Capítulo 11
Los discípulos de Juan en presencia de Jesús
Después de enviar a sus discípulos a la mies, el Señor salió para enseñar y predicar en las ciudades. ¡Contemplar a tal persona, al Hijo de Dios, qué hecho maravilloso para la fe! Se le podía encontrar por doquier, cumpliendo las obras de gracia de parte de Dios, su Padre, en medio de esta humanidad perdida. ¡Qué humildad, qué devoción, qué amor! Dejó la gloria para venir a esta tierra. Se despojó a sí mismo de su divinidad, tomando forma de siervo, y como hombre obediente, se humilló a sí mismo hasta la muerte de cruz, a fin de salvar a pecadores tales como usted y yo.
Esta humillación, necesaria a causa del miserable estado del hombre, no ofrecía ninguna armonía con los pensamientos judíos en cuanto a un Mesías glorioso. Ya su precursor, Juan el Bautista, fue echado en la cárcel. Era una prueba cruel para él el último de los profetas, porque conocía la grandeza del Mesías. Había dicho de él:
Es necesario que él crezca, pero que yo mengüe
(Juan 3:30)
, y se declaraba indigno de desatar la correa de su calzado (Juan 1:27). Mientras sufría la maldad de Herodes, el rey impío y usurpador del trono, Juan oyó hablar de las obras de Cristo, sin ser socorrido por Aquel a quien pertenecía, en realidad, el trono de David.
En un momento de desfallecimiento, muy comprensible para nuestros débiles corazones, pero no para la fe, Juan envió a sus discípulos para preguntar a Jesús: “¿Eres tú aquel que había de venir, o esperaremos a otro?”. Jesús les respondió: “Id, y haced saber a Juan las cosas que oís y veis. Los ciegos ven, los cojos andan, los leprosos son limpiados, los sordos oyen, los muertos son resucitados, y a los pobres es anunciado el evangelio; y bienaventurado es el que no halle tropiezo en mí”. Con esta respuesta, el Señor se dirigía a la conciencia de Juan y le hacía comprender que él era el Mesías anunciado y descrito por Isaías. Sin embargo, era desconocido e iba a ser rechazado, como ya lo era su precursor. Además, el reino era anunciado, pero todavía no estaba establecido. Al hablar Isaías del tiempo en que el Mesías estaría en la tierra, anunció el cumplimiento de los hechos que presenciaron los discípulos de Juan y que relataron a su maestro: “Entonces los ojos de los ciegos serán abiertos, y los oídos de los sordos se abrirán. Entonces el cojo saltará como un ciervo, y cantará la lengua del mudo” (Isaías 35:5-6; léase también cap. 29:18-19). Eso debía ser suficiente para la fe de Juan. Era la gracia, unida a la potestad, obrando en medio de todas las consecuencias del pecado, pero aún sin el poder que quitaría a los malvados de la tierra. Se puede notar que a pesar de su escepticismo momentáneo, Juan confiaba en Jesús en cuanto a la respuesta a su pregunta: “¿Eres tú aquel que había de venir, o esperaremos a otro?”. Asegurado de que Jesús era el Mesías, debió serle doloroso oír estas palabras: “Bienaventurado es el que no halle tropiezo en mí”.

● **Información mostrada**

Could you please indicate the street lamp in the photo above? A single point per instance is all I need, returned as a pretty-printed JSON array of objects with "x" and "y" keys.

● **Descripción del ejercicio**
Según el texto sobre los discípulos de Juan ante Jesús, responde por favor estas preguntas:
(a) ¿Dónde fue echado Juan el Bautista?
(b) ¿De qué se declaraba indigno Juan respecto del Mesías?
(c) ¿Qué profeta anunció los hechos que presenciaron los discípulos de Juan?

● **Resultado**
(a) En la cárcel.
(b) De desatar la correa de su calzado.
(c) Isaías.